**WHAT THIS TASK INVOLVES:** Render the data as a numbered list, from the line with "Task: locate the large" to the line with "pixel 661 1041", both included, leaving out blank lines.
── RECORDS TO PROCESS
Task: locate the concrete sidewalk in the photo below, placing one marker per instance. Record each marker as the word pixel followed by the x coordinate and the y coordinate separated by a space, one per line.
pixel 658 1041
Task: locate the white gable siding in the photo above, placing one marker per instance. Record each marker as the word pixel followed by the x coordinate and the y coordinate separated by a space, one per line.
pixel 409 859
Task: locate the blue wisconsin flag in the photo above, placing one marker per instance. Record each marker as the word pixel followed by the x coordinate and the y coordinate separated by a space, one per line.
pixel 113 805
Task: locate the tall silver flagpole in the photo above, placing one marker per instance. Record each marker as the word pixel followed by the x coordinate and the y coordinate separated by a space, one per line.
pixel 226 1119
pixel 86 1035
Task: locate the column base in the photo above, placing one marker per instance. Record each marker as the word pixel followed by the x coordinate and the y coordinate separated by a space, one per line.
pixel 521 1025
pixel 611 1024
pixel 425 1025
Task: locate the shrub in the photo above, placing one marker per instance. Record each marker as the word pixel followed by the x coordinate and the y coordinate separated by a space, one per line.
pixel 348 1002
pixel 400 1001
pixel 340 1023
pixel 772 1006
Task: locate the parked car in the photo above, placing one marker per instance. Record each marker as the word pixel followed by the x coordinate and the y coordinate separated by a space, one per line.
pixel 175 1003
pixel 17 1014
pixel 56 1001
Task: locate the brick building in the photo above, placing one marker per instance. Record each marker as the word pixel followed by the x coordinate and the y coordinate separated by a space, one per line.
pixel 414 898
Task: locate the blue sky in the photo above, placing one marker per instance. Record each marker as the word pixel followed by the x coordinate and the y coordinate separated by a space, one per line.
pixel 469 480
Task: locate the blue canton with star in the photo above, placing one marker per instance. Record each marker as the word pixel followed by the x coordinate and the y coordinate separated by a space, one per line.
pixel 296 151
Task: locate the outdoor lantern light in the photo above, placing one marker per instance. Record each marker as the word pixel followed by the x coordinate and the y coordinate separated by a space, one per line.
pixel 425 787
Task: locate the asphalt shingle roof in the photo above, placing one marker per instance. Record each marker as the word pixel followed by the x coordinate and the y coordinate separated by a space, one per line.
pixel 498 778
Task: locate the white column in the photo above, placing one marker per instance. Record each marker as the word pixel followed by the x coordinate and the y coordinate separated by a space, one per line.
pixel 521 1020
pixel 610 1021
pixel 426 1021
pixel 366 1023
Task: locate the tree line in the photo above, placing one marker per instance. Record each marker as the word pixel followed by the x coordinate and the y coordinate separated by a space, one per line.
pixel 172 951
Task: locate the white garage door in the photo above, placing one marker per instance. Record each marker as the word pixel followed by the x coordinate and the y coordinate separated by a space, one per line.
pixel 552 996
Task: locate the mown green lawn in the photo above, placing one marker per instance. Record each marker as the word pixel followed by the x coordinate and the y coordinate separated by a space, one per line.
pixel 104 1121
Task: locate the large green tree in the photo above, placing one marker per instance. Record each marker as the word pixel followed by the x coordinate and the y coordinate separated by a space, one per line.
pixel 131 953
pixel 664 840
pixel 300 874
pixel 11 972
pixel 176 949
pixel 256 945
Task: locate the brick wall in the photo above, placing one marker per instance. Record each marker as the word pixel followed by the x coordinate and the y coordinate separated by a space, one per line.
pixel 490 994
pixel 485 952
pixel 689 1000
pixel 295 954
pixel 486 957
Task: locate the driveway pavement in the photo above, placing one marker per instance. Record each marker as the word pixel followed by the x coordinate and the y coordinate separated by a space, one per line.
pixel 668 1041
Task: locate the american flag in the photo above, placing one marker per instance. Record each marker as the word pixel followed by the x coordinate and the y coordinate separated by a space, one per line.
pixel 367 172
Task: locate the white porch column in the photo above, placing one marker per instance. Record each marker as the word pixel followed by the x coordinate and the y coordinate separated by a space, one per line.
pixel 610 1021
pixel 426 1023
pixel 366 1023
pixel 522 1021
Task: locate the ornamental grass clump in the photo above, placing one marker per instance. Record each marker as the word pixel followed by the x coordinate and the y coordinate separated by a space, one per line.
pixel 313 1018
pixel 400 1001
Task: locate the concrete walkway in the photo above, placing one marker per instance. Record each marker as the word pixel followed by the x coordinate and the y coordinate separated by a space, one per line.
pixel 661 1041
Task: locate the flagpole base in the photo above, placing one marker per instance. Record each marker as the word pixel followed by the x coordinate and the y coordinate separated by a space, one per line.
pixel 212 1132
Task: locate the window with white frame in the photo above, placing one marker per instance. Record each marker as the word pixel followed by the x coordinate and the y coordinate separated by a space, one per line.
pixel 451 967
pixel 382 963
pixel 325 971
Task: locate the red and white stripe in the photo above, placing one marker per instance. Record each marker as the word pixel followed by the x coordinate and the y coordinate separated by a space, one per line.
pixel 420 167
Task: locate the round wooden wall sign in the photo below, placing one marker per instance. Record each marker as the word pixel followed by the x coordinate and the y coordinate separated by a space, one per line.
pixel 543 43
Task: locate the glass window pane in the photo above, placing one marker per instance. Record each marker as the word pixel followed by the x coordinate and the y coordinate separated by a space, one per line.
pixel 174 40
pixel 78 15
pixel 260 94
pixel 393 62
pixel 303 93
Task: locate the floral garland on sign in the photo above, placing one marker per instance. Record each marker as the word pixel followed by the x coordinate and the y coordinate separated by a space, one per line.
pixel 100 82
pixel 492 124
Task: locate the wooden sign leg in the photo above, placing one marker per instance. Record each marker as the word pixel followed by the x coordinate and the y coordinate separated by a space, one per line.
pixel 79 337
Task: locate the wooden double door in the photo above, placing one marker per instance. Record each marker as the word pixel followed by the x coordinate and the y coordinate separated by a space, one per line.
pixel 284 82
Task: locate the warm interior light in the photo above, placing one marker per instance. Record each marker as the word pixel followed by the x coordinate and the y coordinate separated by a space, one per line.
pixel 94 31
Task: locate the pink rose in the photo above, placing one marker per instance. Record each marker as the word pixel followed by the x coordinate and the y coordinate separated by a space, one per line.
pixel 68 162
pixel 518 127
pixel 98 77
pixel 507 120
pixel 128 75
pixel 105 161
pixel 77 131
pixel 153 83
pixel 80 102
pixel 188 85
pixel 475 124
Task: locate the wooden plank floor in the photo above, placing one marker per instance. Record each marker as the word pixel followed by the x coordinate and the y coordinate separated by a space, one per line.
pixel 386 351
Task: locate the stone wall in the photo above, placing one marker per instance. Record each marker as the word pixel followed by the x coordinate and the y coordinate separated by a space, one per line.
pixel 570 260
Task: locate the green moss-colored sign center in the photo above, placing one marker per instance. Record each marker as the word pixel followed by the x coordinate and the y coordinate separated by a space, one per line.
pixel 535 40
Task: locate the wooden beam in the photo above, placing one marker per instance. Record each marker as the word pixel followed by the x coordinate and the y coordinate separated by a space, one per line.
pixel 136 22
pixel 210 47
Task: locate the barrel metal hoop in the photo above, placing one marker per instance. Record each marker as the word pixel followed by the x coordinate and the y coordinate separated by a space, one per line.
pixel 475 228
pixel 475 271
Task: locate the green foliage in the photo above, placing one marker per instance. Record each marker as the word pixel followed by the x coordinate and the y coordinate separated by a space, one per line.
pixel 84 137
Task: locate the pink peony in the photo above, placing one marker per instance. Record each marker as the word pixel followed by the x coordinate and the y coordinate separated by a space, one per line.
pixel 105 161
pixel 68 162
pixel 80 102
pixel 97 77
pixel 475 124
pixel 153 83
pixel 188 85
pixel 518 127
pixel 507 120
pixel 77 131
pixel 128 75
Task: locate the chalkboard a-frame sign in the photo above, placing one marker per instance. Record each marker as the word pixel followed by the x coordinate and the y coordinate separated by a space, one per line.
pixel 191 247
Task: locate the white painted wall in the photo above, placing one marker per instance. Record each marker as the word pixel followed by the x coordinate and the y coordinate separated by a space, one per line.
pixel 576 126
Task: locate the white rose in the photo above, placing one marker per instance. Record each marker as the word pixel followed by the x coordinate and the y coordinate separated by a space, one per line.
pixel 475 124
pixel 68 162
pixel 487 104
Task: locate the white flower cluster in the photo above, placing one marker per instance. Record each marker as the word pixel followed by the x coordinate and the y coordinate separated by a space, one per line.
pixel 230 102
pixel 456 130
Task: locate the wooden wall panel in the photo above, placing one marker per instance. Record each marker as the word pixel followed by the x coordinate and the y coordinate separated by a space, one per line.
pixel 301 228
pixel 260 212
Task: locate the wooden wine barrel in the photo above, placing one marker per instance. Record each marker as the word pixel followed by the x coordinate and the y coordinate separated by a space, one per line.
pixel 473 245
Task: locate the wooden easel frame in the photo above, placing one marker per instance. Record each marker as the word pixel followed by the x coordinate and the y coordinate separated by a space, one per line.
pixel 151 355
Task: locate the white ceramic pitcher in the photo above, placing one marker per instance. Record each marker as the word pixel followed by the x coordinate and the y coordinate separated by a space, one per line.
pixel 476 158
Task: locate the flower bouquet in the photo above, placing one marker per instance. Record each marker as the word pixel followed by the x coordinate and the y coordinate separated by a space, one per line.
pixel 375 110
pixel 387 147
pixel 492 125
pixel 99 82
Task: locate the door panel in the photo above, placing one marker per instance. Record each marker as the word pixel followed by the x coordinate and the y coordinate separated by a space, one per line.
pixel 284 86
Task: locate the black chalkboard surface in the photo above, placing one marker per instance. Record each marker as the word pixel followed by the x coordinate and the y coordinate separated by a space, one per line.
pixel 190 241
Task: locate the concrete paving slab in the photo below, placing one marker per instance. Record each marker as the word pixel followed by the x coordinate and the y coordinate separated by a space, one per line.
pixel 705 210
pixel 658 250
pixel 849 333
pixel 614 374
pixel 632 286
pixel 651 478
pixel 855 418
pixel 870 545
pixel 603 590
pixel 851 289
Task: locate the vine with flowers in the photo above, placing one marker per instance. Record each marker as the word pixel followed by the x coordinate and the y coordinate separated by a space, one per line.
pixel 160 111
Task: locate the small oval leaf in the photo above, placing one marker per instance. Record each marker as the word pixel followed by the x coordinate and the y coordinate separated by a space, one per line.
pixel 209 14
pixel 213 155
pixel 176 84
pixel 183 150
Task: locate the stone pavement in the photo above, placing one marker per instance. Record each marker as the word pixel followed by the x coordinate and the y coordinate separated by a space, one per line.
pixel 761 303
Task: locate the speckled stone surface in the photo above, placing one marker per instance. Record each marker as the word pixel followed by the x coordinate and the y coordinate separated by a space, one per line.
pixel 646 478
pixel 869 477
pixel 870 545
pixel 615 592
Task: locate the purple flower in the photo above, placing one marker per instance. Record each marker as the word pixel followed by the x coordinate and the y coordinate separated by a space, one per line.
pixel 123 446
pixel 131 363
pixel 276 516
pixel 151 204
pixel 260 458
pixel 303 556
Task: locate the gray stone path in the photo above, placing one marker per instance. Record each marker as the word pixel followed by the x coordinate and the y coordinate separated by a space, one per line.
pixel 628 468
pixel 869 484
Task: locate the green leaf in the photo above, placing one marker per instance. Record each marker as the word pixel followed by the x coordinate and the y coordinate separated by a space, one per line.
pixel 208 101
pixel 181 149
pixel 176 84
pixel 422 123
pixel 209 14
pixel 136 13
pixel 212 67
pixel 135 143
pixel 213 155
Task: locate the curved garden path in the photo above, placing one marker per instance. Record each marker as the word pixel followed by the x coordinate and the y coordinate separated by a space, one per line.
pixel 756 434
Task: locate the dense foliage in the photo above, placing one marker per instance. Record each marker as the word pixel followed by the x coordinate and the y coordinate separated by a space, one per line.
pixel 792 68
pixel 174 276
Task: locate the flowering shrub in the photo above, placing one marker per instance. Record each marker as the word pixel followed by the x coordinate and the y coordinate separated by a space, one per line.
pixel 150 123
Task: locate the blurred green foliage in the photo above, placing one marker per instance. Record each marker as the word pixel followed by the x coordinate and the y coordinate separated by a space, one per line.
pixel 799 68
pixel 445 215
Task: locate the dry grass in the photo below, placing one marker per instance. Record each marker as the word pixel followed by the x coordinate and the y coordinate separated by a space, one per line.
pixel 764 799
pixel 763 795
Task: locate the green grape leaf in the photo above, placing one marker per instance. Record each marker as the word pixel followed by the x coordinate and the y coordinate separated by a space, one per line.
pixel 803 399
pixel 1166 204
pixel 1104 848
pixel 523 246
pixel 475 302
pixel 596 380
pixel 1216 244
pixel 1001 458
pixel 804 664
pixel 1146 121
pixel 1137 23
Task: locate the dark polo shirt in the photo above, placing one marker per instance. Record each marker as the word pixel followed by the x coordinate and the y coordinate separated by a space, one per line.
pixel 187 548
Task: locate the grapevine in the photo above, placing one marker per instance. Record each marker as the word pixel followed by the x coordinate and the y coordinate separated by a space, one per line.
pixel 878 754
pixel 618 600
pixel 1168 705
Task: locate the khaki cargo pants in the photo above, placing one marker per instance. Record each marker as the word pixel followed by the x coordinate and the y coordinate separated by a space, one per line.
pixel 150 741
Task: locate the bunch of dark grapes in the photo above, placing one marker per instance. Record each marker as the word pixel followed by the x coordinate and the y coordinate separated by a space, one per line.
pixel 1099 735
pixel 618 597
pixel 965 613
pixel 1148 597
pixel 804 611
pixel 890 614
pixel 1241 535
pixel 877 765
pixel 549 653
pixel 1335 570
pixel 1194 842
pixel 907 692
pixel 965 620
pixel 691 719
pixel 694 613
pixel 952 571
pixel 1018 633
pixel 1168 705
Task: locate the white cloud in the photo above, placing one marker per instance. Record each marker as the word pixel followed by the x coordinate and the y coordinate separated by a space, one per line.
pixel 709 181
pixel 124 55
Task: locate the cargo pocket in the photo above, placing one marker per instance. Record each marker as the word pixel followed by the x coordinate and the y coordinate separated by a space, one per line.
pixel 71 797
────
**FINISHED TASK:**
1. Task: locate the large green tree in the photo above, placing one marker per instance. Record each marker as the word pixel followed by the x coordinate and the y coordinate separated by a space, one per line.
2. pixel 131 953
3. pixel 664 840
4. pixel 300 874
5. pixel 11 972
6. pixel 176 949
7. pixel 256 945
8. Task: locate the brick wall in the photo above, placing one marker per instance. Record each marker as the word pixel followed by the x coordinate and the y coordinate separated by a space, one per line.
9. pixel 490 994
10. pixel 485 952
11. pixel 689 1000
12. pixel 295 954
13. pixel 486 957
14. Task: locate the driveway pavement in the photo above, placing one marker per instance. Record each marker as the word pixel followed by the x coordinate and the y coordinate separated by a space, one per line.
15. pixel 668 1041
16. Task: locate the american flag in the photo above, placing one marker per instance. Record each marker as the word pixel followed by the x coordinate and the y coordinate separated by a space, one per line.
17. pixel 367 172
18. Task: locate the white porch column in the photo above, placing one marker per instance. Record each marker as the word pixel followed by the x coordinate and the y coordinate separated by a space, one per line.
19. pixel 610 1021
20. pixel 426 1023
21. pixel 366 1023
22. pixel 522 1021
23. Task: locate the ornamental grass clump in the photo above, placing one marker per instance. Record each marker as the word pixel followed by the x coordinate and the y coordinate separated by a space, one per line.
24. pixel 313 1018
25. pixel 400 1001
26. Task: locate the concrete walkway in the photo above, placing one marker per instance. Record each marker as the word pixel followed by the x coordinate and the y coordinate separated by a space, one per line.
27. pixel 661 1041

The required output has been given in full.